## START
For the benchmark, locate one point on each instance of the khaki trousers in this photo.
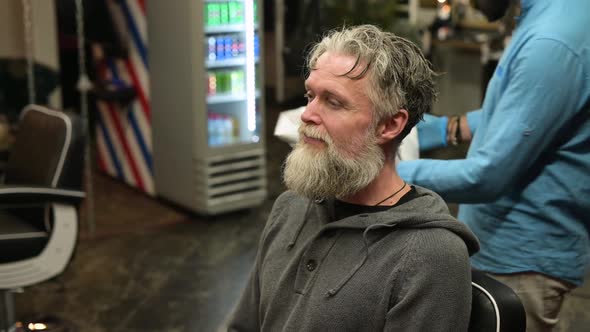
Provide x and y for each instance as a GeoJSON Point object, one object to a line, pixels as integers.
{"type": "Point", "coordinates": [542, 297]}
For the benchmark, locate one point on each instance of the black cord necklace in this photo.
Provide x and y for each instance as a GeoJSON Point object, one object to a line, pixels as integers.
{"type": "Point", "coordinates": [395, 193]}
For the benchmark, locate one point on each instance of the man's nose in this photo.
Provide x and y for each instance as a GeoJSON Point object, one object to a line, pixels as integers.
{"type": "Point", "coordinates": [310, 114]}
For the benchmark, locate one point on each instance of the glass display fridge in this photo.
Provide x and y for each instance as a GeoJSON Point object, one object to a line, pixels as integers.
{"type": "Point", "coordinates": [207, 103]}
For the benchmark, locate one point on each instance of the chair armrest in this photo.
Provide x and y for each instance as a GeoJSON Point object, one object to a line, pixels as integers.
{"type": "Point", "coordinates": [38, 195]}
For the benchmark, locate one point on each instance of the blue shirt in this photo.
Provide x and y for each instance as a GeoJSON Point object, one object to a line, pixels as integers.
{"type": "Point", "coordinates": [525, 182]}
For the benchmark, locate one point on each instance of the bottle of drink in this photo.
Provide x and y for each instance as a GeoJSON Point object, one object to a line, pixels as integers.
{"type": "Point", "coordinates": [211, 48]}
{"type": "Point", "coordinates": [213, 14]}
{"type": "Point", "coordinates": [227, 39]}
{"type": "Point", "coordinates": [211, 83]}
{"type": "Point", "coordinates": [223, 13]}
{"type": "Point", "coordinates": [219, 48]}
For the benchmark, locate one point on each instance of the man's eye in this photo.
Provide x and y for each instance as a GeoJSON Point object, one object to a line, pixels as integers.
{"type": "Point", "coordinates": [334, 103]}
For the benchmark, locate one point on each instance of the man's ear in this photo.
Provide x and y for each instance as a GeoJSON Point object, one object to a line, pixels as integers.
{"type": "Point", "coordinates": [389, 128]}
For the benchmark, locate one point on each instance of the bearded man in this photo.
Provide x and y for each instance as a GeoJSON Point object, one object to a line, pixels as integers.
{"type": "Point", "coordinates": [350, 246]}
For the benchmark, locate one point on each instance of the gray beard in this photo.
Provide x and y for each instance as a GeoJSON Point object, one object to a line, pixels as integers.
{"type": "Point", "coordinates": [324, 173]}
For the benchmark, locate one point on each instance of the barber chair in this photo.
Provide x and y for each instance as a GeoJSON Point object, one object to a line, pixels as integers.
{"type": "Point", "coordinates": [495, 307]}
{"type": "Point", "coordinates": [38, 204]}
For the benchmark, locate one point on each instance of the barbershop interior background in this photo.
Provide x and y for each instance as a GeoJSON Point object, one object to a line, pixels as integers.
{"type": "Point", "coordinates": [178, 102]}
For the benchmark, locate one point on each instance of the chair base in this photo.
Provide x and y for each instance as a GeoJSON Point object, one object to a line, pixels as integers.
{"type": "Point", "coordinates": [45, 324]}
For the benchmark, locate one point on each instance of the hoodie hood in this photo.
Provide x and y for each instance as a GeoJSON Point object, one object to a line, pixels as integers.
{"type": "Point", "coordinates": [426, 210]}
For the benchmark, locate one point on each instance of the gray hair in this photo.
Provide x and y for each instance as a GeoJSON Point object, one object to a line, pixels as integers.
{"type": "Point", "coordinates": [399, 75]}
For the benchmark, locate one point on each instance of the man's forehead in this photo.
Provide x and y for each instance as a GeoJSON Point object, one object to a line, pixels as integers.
{"type": "Point", "coordinates": [339, 64]}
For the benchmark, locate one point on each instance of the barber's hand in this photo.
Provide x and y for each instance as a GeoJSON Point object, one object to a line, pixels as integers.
{"type": "Point", "coordinates": [458, 130]}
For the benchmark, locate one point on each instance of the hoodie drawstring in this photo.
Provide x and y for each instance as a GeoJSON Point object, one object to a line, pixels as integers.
{"type": "Point", "coordinates": [349, 276]}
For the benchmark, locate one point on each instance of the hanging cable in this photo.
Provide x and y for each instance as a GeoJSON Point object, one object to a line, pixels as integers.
{"type": "Point", "coordinates": [29, 47]}
{"type": "Point", "coordinates": [84, 85]}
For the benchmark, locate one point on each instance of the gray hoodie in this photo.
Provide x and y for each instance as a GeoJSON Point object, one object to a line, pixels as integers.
{"type": "Point", "coordinates": [403, 269]}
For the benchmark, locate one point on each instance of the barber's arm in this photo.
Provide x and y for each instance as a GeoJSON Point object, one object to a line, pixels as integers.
{"type": "Point", "coordinates": [541, 96]}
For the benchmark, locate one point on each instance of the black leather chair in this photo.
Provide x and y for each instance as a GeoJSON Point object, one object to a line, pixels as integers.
{"type": "Point", "coordinates": [495, 307]}
{"type": "Point", "coordinates": [38, 201]}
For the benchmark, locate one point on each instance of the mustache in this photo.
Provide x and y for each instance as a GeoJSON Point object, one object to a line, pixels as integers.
{"type": "Point", "coordinates": [314, 132]}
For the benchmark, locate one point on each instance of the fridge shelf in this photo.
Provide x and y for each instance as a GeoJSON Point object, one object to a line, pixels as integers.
{"type": "Point", "coordinates": [227, 28]}
{"type": "Point", "coordinates": [228, 62]}
{"type": "Point", "coordinates": [228, 98]}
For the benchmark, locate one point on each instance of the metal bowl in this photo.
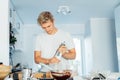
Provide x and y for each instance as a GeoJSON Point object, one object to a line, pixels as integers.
{"type": "Point", "coordinates": [61, 75]}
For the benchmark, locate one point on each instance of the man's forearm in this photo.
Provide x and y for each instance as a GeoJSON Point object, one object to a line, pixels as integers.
{"type": "Point", "coordinates": [69, 55]}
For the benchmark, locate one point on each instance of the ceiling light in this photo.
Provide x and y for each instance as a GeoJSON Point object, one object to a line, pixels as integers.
{"type": "Point", "coordinates": [64, 10]}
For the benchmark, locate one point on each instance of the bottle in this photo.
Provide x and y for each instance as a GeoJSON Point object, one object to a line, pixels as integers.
{"type": "Point", "coordinates": [58, 54]}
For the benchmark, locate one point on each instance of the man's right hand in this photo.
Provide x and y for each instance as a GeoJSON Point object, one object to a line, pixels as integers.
{"type": "Point", "coordinates": [54, 60]}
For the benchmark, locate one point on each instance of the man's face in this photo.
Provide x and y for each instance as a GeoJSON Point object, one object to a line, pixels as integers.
{"type": "Point", "coordinates": [48, 27]}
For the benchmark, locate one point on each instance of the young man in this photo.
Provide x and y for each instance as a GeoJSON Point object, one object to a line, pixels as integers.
{"type": "Point", "coordinates": [48, 42]}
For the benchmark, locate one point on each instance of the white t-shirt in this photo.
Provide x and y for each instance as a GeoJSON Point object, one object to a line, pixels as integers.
{"type": "Point", "coordinates": [48, 44]}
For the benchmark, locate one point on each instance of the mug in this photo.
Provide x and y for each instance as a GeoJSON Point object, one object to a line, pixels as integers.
{"type": "Point", "coordinates": [26, 73]}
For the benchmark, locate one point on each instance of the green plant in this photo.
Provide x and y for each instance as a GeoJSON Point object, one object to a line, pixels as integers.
{"type": "Point", "coordinates": [12, 37]}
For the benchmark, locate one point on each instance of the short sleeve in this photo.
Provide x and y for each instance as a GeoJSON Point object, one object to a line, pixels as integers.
{"type": "Point", "coordinates": [69, 41]}
{"type": "Point", "coordinates": [37, 44]}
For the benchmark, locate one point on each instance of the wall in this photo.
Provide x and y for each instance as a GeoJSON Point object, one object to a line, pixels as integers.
{"type": "Point", "coordinates": [117, 25]}
{"type": "Point", "coordinates": [4, 32]}
{"type": "Point", "coordinates": [104, 44]}
{"type": "Point", "coordinates": [26, 57]}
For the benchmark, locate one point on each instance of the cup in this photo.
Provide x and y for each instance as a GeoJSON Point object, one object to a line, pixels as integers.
{"type": "Point", "coordinates": [26, 73]}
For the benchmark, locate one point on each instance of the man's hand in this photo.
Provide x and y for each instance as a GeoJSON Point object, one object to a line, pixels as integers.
{"type": "Point", "coordinates": [63, 49]}
{"type": "Point", "coordinates": [54, 60]}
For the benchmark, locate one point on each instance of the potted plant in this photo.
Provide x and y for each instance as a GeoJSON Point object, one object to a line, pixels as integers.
{"type": "Point", "coordinates": [12, 38]}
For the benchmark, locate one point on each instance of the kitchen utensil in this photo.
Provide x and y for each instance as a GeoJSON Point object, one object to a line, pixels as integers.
{"type": "Point", "coordinates": [61, 75]}
{"type": "Point", "coordinates": [46, 66]}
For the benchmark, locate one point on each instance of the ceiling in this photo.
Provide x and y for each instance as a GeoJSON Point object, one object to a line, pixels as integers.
{"type": "Point", "coordinates": [81, 10]}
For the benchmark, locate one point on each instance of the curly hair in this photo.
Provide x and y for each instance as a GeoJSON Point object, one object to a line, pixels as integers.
{"type": "Point", "coordinates": [44, 17]}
## END
* [WORK INSTRUCTIONS]
Give the lines starting at the one containing "utensil in this photo." and ending at the end of the records again, swapping "benchmark" for "evaluation" and leaving everything else unchanged.

* [RESPONSE BELOW]
For the evaluation, locate one point on each instance of the kitchen utensil in this photo.
Provide x and y for each instance as a GeoJSON Point object, one object to a line, pixels as integers.
{"type": "Point", "coordinates": [61, 75]}
{"type": "Point", "coordinates": [46, 66]}
For the evaluation, locate one point on each instance of the ceiling in this photo.
Provide x and y for each instance as a GeoJSON Point object, one object to a line, pixels as integers.
{"type": "Point", "coordinates": [81, 10]}
For the evaluation, locate one point on each instance of the curly hair in this photo.
Provide x and y for each instance as a GeoJSON Point object, one object to a line, pixels as integers.
{"type": "Point", "coordinates": [44, 17]}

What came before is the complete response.